REQUIREMENTS
1. In the text on Jacob Pynas, whom did his sister Meynsge marry, and in what year?
2. Please pick out every line of the listing that contains the word "saddle". Case counts.

===== TEXT SEGMENT =====

Jacob Symonsz. Pynas (1592, Haarlem – 1650, Delft), was a Dutch Golden Age painter.

Biography
According to Houbraken, Rembrandt studied with him in his workshop a few months after his six-month apprenticeship with Pieter Lastman, before he opened his own workshop in Leiden.

According to the RKD he was the brother of Jan Pynas who travelled to Italy.  Their sister Meynsge married the artist Jan Tengnagel in 1611. Though Jacob is known for scenes of Italy, these paintings could have been based on sketches brought back by his brother Jan and it is not certain that Jacob travelled to Italy. He influenced Rembrandt and became a member of the Delft Guild of St. Luke in the years 1632-1639. He became the teacher of Bartholomeus Breenberg.

The Pynas brothers were grouped within Dutch artists called the Pre-Rembrandtists. Their work is close in style to the painter Adam Elsheimer, and there has been a history of mis-attribution between the three, where the Pynas brothers are known to have signed their works "J. Pynas."

===== DATA LINES =====

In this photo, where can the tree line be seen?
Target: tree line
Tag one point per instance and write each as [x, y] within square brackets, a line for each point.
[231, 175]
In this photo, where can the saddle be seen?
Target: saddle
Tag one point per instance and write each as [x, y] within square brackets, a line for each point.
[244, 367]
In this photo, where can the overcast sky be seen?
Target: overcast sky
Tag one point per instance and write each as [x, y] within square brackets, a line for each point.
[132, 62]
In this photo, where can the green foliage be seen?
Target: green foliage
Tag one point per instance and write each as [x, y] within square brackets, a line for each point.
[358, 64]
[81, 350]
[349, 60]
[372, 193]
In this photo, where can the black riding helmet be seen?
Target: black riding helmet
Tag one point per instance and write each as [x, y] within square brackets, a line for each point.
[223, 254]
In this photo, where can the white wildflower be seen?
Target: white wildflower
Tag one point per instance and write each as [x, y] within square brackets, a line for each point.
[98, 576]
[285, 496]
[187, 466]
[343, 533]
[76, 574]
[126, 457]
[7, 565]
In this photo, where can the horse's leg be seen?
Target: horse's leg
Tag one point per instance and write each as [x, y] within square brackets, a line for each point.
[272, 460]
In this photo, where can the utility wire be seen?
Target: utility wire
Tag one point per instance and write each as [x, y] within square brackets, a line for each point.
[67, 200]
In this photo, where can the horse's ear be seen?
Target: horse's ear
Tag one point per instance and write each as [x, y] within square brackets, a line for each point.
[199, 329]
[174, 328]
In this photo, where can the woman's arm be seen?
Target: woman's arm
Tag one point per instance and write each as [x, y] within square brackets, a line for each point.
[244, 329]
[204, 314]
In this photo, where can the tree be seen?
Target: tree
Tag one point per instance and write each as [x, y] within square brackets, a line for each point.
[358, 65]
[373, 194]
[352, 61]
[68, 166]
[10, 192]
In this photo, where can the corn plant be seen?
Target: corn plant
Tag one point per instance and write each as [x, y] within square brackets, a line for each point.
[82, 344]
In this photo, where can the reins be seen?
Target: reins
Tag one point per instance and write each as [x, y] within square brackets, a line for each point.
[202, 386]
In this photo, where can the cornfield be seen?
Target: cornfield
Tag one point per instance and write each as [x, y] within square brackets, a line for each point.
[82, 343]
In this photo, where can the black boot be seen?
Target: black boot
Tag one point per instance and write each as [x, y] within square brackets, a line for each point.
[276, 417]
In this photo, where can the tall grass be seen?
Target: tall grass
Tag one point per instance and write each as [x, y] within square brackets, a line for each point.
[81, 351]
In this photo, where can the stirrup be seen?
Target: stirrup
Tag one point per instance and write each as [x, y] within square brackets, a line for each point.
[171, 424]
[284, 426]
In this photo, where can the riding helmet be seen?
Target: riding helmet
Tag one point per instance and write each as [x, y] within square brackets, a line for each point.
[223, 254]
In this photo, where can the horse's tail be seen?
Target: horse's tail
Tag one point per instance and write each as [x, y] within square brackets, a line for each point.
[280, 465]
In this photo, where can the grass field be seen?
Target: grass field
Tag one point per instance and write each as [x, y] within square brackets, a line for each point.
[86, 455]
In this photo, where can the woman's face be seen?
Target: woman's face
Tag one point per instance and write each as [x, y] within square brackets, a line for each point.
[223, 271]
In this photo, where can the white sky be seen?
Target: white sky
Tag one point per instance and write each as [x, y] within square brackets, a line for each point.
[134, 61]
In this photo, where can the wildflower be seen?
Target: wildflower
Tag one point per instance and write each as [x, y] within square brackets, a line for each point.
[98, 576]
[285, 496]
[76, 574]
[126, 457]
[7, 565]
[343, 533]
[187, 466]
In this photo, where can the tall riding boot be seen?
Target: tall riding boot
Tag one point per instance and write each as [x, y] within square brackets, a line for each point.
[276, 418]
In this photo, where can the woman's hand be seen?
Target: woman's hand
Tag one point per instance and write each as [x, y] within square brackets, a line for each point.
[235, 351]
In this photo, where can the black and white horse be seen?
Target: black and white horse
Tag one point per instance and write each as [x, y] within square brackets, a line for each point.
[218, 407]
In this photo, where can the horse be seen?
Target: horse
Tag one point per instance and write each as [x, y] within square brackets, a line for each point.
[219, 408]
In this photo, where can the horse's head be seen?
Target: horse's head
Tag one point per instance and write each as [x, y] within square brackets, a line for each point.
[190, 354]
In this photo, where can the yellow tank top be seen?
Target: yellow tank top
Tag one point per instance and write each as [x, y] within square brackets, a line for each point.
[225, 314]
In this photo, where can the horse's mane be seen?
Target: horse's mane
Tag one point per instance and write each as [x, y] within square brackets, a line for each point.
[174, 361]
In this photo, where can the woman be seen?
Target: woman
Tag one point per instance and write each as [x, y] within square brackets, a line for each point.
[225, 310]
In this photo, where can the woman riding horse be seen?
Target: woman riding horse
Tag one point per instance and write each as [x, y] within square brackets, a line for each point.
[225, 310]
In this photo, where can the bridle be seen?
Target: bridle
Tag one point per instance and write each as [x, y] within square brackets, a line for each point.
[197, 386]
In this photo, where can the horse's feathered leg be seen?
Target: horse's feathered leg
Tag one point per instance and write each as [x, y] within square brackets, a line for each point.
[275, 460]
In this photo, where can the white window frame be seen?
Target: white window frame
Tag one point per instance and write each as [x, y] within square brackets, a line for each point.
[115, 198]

=====

ANSWERS IN ORDER
1. She married the artist Jan Tengnagel in 1611.

2.
In this photo, where can the saddle be seen?
Target: saddle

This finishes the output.